= What the task asks =
From the entries below, return exactly the lines beginning at the one that contains "Target: sandy path" and ending at the one that contains "Target: red sail", both of them included, and only those lines.

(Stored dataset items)
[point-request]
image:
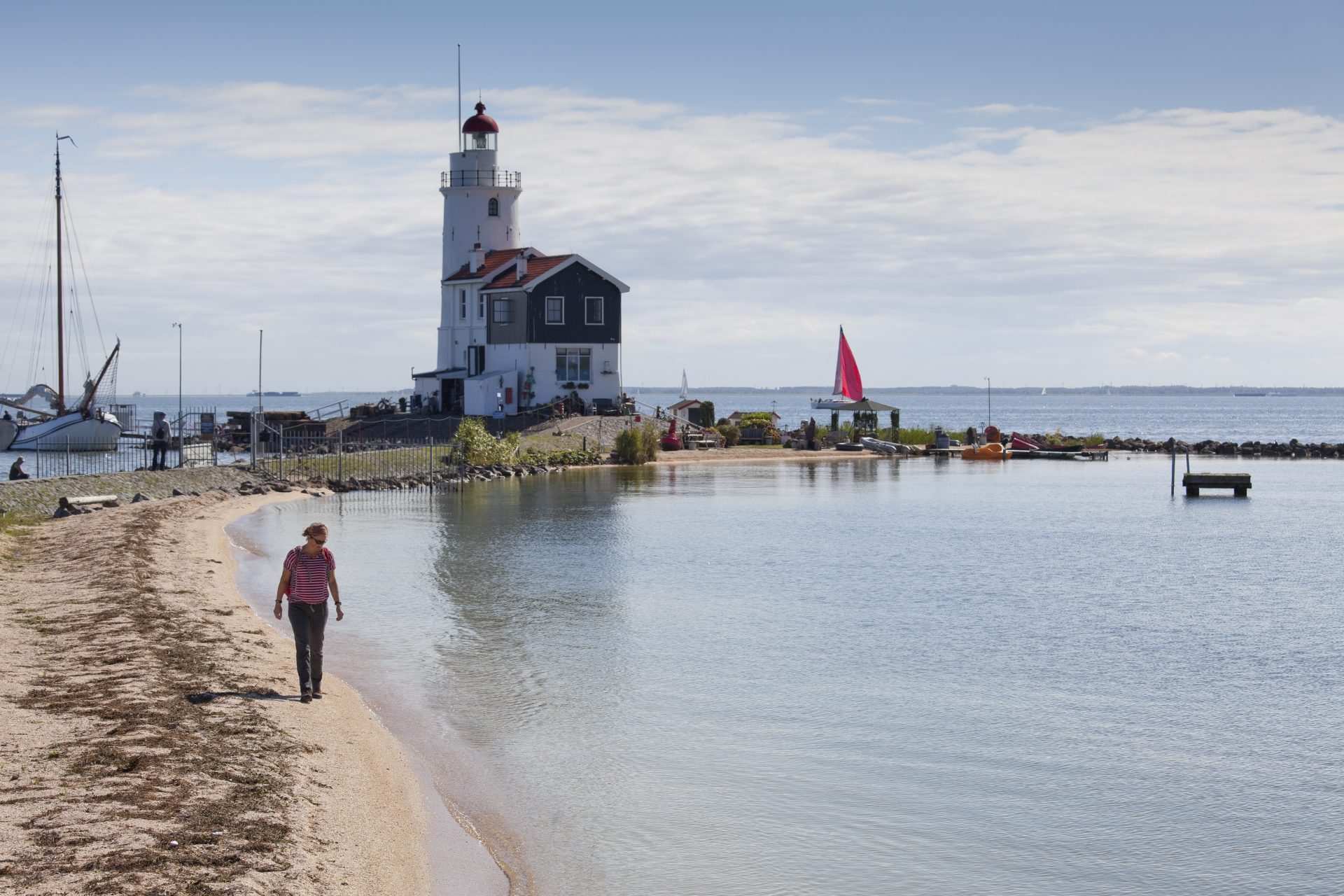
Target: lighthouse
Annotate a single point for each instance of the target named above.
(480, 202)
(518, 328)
* * *
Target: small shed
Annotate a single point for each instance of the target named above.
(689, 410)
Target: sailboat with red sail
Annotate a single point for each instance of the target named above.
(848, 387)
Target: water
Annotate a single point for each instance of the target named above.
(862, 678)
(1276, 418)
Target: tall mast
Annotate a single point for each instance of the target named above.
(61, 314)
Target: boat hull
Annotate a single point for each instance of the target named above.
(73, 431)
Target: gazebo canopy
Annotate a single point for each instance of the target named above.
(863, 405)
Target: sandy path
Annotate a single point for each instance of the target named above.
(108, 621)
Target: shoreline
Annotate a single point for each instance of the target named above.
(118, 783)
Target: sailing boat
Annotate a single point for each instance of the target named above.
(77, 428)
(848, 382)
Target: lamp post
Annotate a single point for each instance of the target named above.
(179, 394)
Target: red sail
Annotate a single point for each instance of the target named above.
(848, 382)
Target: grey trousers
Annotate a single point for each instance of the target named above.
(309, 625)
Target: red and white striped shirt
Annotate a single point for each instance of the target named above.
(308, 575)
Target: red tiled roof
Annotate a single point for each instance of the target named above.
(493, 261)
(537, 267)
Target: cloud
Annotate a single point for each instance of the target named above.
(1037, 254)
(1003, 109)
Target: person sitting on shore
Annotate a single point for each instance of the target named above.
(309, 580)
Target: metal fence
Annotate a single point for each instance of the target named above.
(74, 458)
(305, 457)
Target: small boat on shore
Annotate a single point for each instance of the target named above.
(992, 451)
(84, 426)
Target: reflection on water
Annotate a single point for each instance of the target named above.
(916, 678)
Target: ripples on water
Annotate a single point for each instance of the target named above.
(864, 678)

= Task result =
Target: sandy path
Annotate a single point for each instance of the target named above.
(108, 621)
Target: shoreline
Annotate a single point for each instance of the target named above.
(118, 783)
Target: sailing boat
Annotate a single point for each instance of the target named above.
(77, 428)
(848, 382)
Target: lamp post
Annotate a single point for each instance of the target named above.
(179, 394)
Target: red sail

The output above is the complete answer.